*Exercise aim*. Locate every line in the material below that contains the word "plaid", and copy each of those lines.
-- BEGIN --
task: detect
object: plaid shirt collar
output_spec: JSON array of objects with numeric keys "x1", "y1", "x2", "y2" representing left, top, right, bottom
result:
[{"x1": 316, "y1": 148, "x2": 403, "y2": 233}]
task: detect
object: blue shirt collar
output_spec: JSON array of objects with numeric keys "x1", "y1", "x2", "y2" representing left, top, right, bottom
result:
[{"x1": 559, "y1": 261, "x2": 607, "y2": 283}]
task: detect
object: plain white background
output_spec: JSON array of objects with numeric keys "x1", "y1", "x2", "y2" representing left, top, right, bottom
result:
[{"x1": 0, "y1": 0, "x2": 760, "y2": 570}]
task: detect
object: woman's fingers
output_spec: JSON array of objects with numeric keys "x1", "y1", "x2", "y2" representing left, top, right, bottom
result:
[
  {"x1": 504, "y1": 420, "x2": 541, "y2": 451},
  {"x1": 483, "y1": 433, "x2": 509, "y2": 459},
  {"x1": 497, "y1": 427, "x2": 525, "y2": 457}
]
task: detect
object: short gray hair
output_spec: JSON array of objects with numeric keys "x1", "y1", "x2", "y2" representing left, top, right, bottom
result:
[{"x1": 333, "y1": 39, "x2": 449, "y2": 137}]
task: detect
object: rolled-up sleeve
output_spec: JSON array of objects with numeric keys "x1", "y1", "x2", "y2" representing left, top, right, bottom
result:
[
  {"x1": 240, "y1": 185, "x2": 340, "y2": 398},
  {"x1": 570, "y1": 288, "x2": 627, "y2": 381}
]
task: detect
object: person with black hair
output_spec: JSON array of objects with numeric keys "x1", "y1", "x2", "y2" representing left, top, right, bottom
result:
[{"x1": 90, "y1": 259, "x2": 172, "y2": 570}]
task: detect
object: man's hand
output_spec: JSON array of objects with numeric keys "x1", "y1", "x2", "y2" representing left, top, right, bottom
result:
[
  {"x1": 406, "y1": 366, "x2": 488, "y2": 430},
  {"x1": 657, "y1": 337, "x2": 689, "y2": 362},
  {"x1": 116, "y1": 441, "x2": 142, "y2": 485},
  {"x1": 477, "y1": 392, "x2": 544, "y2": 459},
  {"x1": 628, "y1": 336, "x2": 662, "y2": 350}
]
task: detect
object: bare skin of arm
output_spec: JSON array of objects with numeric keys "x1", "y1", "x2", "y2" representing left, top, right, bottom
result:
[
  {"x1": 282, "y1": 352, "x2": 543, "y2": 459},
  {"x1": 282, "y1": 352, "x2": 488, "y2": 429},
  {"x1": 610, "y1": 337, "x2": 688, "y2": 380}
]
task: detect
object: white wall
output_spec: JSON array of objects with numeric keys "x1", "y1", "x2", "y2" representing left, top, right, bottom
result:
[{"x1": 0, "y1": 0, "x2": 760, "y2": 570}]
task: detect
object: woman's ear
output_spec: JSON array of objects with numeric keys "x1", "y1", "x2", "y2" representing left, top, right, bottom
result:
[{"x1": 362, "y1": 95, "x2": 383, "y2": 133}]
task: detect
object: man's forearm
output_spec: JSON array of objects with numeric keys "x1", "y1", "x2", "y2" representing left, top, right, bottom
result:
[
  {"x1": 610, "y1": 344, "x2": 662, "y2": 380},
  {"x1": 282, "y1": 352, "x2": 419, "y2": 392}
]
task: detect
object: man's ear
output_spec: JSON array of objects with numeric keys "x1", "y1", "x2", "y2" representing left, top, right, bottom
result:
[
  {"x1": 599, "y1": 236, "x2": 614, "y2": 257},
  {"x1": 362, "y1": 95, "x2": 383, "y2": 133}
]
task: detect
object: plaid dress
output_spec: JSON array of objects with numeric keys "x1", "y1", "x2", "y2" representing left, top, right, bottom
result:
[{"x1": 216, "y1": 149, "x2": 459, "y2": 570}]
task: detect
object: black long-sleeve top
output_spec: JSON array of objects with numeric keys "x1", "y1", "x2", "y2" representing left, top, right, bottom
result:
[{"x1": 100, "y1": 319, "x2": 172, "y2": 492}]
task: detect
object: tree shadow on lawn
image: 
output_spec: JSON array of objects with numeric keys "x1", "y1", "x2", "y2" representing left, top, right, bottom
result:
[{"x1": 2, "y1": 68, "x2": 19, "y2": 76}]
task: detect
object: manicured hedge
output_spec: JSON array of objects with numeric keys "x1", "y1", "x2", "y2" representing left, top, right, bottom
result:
-- END --
*Answer below*.
object: plaid shirt collar
object: plaid dress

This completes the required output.